- DOCUMENT SECTION:
INTERNATIONAL RELATIONS THEORY

 

 

 

Political Science 137

Spring 2001

Professor Arthur Stein

Bunche 3383

310-825-1173

stein@polisci.ucla.edu

Office hours: T, Th 9-9:30a, 11a-12p, and by appt.

Teaching Assistants:      Molly Fox (mfox@ucla.edu) and Abdulkader Sinno (asinno@ucla.edu)

Lectures:   T, Th 9:30 - 10:45a, Kinsey 169

Class web site:  http//www.sscnet.ucla.edu/01S/polisci137a-1/

 

The focus of this course is approaches to the study of international politics, i.e., the different ways in which war and peace have been explained.  Although you will learn a great deal about current international issues and about the evolution of international politics, the focus of this course is analytic rather than substantive, on how to analyze rather than on specific events and details.  As such, the course will teach you how to think in general, in addition to dealing with international politics.

 

The course is multidisciplinary, and integrates psychology, economics, sociology, history, and geography in the study of international relations.  It also draws from all the other subfields of political science, including American and comparative politics, as well as political theory.  You will find that the course will help you to pull together quite disparate material from a variety of courses you may have taken.

- COMPLETE THE FOLLOWING:
A - According to the international relations theory syllabus, which disciplines does the course integrate into the study of international relations?
B - Please carry the international relations theory syllabus forward from its last sentence.
The material after the international relations theory syllabus isn't needed for anything here.

- INPUT DATA:
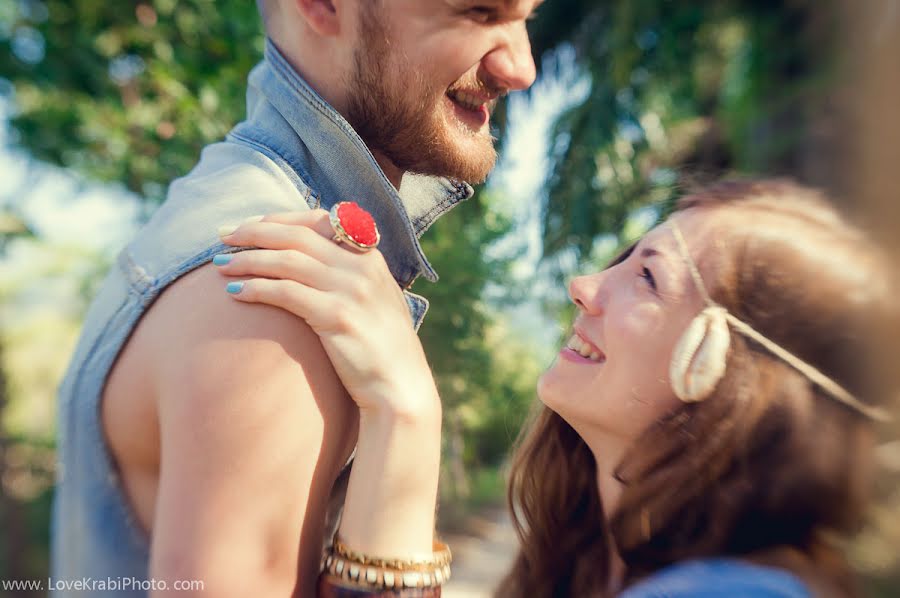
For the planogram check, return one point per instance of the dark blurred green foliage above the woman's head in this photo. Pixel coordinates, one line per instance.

- TASK RESULTS:
A - Psychology, economics, sociology, history, and geography.

B -
 

Course requirements:  First and foremost, doing the reading and coming to class (lectures and section).  Taking this class means voluntary entering into a social compact with the instructor and fellow students.  Being prepared and coming to class are the core obligations.  The course will have a midterm, final exam, and course paper.  The final exam will be cumulative for the entire quarter.

 

A paper, 12-15 pages in length will be due during finals week.  You must clear your topic with your TA by the third week, and preferably sooner.  You will be required to submit a draft of the paper or an abstract by the end of the 7th week of the course.  The abstract/draft paper will be marked and returned.  The revised version will deal with the comments on the first draft as well as include perspectives discussed in the last three weeks.

 

The point of the paper is to apply the approaches discussed in the course to some current event.  There is plenty to choose from as the new Bush Administration is changing American policy all around, towards Iraq, North and South Korea, the Middle East, the Balkans, China, and Europe.  There is a problematic conflict flaring in Macedonia.  There is plenty to choose from.  You need not pick a case in which the U. S. is a player.

 

Begin by selecting some issue.  Follow the news about it.  Read the paper.  If you get the paper, keep a clippings file.  If not, you might want to create a file with copies of relevant articles.  One good reason to keep copies of what you read is to be able to go back and reread them.  Remember, you'll be coming across new perspectives each week of the course, so taking notes on what you find in the newspapers may not provide you with adequate information to deal with a perspective you've not yet covered.  Keeping full texts of what you find will allow you to reassess in the light of new material you've covered in the intervening weeks.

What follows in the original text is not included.